[What you have to do] Copy exactly the run of lines that begins at the line with "# give the mask of every instance of the batting" and ends at the final line of the entries.

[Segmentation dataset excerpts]
......
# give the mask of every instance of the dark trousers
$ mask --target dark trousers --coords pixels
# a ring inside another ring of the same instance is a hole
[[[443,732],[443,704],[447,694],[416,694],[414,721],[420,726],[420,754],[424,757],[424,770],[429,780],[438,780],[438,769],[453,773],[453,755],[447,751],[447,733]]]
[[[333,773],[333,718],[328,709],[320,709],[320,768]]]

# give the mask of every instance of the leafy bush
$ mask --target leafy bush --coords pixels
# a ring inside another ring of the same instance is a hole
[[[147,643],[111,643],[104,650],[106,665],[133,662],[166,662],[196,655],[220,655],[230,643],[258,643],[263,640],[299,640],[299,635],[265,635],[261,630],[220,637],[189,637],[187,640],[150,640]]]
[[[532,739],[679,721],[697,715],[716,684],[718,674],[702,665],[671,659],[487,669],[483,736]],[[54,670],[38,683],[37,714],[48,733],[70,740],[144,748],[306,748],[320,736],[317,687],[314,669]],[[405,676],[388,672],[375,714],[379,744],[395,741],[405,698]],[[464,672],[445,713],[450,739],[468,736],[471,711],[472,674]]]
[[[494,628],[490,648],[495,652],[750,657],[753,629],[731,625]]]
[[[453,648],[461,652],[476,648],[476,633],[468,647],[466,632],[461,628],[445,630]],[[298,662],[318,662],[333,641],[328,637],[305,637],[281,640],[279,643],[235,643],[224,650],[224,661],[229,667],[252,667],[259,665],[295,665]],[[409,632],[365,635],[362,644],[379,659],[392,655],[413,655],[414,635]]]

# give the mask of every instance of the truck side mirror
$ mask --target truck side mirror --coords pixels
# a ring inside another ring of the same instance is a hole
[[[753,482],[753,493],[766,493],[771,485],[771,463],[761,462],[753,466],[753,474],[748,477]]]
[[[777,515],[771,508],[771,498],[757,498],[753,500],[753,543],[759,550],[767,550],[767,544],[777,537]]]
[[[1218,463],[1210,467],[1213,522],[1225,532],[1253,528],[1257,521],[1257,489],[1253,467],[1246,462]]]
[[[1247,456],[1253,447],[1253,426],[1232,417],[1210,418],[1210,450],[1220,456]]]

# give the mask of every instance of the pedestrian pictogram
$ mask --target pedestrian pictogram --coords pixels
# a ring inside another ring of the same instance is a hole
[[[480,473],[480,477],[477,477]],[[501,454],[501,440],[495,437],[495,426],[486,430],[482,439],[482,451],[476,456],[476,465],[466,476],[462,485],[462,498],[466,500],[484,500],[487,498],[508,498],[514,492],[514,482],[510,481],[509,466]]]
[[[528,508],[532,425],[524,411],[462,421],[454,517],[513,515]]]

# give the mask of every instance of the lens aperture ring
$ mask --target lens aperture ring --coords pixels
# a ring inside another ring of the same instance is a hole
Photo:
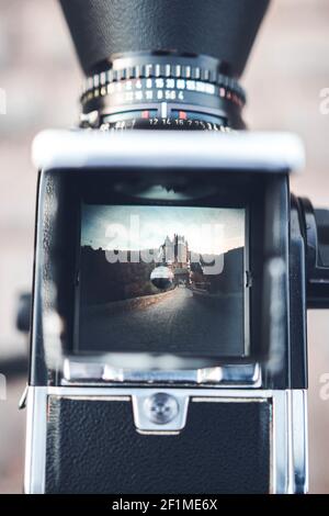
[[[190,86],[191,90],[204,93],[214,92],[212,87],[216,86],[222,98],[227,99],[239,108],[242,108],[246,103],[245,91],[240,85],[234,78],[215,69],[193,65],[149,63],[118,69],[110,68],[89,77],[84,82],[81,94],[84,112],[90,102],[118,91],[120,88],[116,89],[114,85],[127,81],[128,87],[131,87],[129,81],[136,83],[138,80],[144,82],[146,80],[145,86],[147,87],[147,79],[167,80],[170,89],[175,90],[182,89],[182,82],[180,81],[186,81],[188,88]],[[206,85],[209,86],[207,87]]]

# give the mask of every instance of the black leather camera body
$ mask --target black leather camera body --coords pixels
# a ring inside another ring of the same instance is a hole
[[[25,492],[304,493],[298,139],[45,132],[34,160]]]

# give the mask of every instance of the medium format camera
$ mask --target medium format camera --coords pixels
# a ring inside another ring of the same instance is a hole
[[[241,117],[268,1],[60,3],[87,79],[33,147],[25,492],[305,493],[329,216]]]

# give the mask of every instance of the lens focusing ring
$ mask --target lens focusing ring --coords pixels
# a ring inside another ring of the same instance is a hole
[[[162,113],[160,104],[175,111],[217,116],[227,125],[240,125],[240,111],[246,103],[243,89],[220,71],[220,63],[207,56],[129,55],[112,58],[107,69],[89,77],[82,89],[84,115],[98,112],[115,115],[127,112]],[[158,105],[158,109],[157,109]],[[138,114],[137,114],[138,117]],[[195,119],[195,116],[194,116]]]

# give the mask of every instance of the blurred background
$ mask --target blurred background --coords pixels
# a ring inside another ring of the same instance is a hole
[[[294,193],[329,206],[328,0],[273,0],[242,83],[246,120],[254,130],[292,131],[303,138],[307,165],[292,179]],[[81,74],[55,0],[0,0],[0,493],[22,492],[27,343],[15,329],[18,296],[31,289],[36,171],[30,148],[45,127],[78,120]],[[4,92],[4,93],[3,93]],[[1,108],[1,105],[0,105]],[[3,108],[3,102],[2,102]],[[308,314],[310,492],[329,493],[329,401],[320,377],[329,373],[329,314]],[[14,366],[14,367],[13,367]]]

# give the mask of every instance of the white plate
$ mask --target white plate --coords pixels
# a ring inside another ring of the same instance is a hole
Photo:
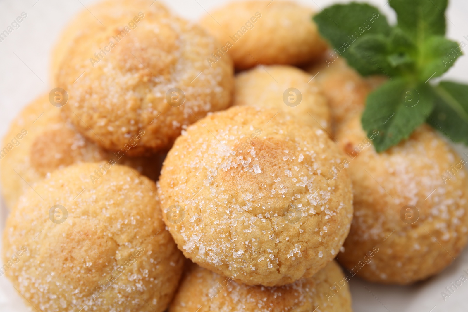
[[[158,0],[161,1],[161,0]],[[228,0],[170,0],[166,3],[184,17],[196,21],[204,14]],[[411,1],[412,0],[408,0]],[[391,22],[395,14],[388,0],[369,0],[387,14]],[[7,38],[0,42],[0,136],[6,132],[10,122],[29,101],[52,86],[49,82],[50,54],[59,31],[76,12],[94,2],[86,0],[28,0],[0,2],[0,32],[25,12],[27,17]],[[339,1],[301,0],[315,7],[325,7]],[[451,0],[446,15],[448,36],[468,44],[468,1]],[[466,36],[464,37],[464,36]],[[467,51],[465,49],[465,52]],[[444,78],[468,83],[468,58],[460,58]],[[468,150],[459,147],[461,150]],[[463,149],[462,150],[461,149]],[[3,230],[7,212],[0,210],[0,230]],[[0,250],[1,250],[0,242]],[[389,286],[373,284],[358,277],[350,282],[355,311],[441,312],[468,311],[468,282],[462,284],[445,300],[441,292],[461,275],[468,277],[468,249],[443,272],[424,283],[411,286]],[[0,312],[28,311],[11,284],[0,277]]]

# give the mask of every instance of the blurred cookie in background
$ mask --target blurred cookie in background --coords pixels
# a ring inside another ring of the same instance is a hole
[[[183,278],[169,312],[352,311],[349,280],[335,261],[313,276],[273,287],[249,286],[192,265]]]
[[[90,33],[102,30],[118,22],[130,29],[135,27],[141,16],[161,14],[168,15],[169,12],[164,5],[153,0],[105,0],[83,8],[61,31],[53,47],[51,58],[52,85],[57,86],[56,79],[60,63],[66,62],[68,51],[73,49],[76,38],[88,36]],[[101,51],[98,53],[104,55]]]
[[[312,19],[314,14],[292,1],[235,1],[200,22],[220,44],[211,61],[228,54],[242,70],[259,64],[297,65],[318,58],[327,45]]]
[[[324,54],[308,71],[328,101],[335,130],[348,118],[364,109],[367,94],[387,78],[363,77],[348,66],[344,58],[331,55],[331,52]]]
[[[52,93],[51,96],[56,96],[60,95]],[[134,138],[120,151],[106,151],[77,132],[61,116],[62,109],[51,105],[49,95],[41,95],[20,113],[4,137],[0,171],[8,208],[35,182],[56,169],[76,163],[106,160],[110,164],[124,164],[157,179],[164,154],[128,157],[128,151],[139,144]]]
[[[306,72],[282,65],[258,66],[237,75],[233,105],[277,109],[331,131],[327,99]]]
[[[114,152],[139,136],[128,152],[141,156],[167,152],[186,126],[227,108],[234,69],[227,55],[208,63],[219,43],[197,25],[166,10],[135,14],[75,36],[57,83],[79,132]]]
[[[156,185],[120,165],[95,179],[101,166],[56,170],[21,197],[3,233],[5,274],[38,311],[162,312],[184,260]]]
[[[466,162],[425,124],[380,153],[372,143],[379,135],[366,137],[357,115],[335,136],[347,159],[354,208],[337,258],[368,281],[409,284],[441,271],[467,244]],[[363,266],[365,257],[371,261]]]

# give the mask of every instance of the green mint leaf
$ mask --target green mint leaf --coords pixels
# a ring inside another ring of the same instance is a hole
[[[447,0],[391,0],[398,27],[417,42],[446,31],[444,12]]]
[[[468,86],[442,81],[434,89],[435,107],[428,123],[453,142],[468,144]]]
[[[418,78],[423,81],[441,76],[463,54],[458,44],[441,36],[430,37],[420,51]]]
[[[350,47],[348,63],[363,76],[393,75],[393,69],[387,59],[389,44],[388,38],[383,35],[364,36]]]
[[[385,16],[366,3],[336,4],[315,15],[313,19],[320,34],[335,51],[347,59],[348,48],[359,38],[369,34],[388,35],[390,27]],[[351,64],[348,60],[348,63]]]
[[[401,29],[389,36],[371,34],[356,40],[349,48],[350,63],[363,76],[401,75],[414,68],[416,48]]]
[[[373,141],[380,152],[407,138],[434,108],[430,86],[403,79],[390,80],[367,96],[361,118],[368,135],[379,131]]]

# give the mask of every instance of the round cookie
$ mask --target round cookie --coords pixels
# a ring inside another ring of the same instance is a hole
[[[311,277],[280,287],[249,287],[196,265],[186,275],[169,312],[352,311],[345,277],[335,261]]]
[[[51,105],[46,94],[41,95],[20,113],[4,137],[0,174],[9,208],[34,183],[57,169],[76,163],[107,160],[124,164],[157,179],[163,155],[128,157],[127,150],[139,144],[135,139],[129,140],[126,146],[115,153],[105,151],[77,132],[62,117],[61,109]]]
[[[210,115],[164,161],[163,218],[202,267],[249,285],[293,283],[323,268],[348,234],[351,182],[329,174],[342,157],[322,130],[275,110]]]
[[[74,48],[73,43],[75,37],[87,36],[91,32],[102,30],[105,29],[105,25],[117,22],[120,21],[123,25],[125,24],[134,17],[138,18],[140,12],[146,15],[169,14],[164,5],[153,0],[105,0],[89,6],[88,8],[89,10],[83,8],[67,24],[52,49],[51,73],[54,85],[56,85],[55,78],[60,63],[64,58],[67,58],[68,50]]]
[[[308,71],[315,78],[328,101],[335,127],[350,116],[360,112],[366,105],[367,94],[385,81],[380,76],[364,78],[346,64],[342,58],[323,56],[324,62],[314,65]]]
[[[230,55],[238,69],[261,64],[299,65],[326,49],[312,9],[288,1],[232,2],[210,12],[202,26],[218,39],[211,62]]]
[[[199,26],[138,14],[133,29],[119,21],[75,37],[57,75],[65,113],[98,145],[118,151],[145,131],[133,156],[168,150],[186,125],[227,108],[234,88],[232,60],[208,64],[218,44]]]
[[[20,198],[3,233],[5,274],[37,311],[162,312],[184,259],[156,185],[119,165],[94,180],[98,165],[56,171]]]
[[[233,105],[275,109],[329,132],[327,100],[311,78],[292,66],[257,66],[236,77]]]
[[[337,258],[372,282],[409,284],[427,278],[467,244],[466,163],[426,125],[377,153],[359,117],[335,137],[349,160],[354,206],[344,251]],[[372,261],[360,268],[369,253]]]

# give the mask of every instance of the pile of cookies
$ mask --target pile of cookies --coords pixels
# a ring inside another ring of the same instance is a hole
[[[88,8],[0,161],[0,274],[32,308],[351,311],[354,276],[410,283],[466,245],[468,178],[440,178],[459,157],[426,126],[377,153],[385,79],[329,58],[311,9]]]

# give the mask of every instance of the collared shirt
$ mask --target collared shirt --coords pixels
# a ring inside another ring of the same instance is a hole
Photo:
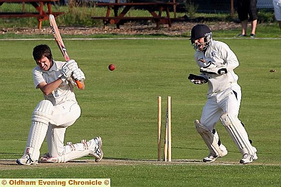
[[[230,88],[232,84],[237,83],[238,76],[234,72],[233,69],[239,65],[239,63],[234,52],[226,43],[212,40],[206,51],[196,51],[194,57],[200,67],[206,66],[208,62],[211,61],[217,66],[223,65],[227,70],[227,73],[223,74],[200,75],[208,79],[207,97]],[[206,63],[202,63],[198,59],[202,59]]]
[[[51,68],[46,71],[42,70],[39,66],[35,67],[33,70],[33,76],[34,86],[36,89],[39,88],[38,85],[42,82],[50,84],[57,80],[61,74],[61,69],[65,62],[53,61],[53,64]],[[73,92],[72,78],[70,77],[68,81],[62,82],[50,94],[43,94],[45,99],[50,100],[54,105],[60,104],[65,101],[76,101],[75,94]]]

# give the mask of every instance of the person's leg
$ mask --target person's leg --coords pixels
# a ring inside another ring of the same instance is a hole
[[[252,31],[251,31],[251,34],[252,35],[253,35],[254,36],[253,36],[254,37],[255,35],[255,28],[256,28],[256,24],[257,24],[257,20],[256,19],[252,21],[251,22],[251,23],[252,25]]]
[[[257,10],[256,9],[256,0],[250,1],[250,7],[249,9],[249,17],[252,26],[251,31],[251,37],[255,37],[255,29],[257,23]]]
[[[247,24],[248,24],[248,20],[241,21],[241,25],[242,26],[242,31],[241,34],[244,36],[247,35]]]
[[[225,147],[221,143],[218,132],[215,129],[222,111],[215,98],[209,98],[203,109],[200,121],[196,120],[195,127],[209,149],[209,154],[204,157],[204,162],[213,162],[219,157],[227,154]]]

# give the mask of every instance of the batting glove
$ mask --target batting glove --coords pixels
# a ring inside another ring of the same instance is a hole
......
[Problem solution]
# give the mask of every instance of the batting glove
$ mask --target batting glove --coords pixels
# a ring inside another ring of the same instance is a hole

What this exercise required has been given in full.